Referring expression data
═══
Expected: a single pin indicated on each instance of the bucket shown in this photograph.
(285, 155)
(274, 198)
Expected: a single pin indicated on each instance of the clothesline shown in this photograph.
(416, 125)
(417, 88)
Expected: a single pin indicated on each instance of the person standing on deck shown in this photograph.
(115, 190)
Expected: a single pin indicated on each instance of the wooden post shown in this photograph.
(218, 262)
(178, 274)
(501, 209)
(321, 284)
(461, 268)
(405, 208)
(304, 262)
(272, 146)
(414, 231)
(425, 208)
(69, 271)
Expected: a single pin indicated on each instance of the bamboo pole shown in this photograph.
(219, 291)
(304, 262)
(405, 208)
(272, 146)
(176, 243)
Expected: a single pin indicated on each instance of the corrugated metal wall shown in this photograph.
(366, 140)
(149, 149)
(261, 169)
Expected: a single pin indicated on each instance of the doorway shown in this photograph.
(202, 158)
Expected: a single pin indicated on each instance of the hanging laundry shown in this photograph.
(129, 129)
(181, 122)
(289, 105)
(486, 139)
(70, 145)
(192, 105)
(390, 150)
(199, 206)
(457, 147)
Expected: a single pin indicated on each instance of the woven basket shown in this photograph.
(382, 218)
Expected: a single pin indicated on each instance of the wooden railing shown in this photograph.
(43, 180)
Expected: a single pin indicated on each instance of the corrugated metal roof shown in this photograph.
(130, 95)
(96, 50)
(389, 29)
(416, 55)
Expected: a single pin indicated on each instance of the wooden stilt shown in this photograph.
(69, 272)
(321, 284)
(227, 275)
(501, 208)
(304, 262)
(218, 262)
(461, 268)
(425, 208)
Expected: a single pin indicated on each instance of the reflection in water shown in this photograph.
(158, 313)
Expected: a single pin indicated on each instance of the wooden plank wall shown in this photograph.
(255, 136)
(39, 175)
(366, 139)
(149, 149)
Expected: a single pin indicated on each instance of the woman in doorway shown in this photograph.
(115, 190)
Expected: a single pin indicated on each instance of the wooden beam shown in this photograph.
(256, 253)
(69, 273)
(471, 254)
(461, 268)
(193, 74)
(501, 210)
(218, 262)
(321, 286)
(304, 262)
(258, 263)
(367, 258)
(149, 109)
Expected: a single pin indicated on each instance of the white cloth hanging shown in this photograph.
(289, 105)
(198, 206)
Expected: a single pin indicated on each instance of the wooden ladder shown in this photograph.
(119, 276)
═══
In full and word for word, set down the records shown above.

#### WRITTEN RESPONSE:
Expected: a single pin indicated on each instance of the bucket shown in this photograph.
(285, 155)
(274, 198)
Expected: a single pin indicated on each instance of the clothesline shown in this photograph.
(416, 125)
(417, 88)
Expected: a single pin indicated on each instance of the person standing on deck shown in this photograph.
(115, 190)
Expected: a single pin indicated on each instance of the wooden post shown in this photograph.
(218, 262)
(178, 274)
(501, 209)
(321, 284)
(461, 268)
(405, 208)
(304, 262)
(272, 146)
(414, 231)
(425, 208)
(69, 271)
Expected: a single pin indicated on each instance of the bamboo pole shown in this photograph.
(219, 291)
(304, 262)
(405, 208)
(272, 146)
(176, 243)
Expected: a single pin indicated on each instance of the corrugated metal wall shown in this photograph.
(366, 140)
(149, 149)
(261, 169)
Expected: a single pin indicated on each instance of the doorway shown in this photograph.
(202, 158)
Expected: a single pin indicated on each instance of the hanging laundry shown in this photograph.
(129, 129)
(181, 122)
(289, 105)
(486, 139)
(70, 145)
(192, 105)
(390, 150)
(199, 206)
(457, 147)
Expected: a single pin indicated on each instance of the woven basket shown in this photograph.
(382, 218)
Expected: a single pin indicated on each instance of the wooden railing shown in this photograph.
(43, 180)
Expected: a single pin indicated on each instance of the corrugated metal roof shown in this photograph.
(130, 95)
(96, 50)
(389, 29)
(416, 55)
Expected: a single pin indicated on each instance of the wooden stilt shown in this photograph.
(69, 272)
(321, 284)
(227, 275)
(501, 208)
(304, 262)
(218, 262)
(461, 268)
(425, 208)
Expected: a single pin indicated on each instance of the reflection in water shown in this photograph.
(158, 313)
Expected: a single pin indicated on each instance of the wooden plank wall shown in this photograph.
(255, 136)
(39, 175)
(366, 139)
(149, 149)
Expected: a single pin indicated on each instance of the woman in doorway shown in this photograph.
(115, 190)
Expected: a single pin indicated on each instance of the wooden beam shown in this photograph.
(256, 253)
(69, 273)
(471, 254)
(461, 268)
(193, 74)
(501, 210)
(218, 262)
(321, 286)
(304, 262)
(258, 263)
(367, 258)
(149, 109)
Expected: a single pin indicated on each instance of the white cloth hanging shown in this photograph.
(289, 105)
(198, 206)
Expected: a single pin indicated on each instance of the wooden ladder shown in this photograph.
(119, 276)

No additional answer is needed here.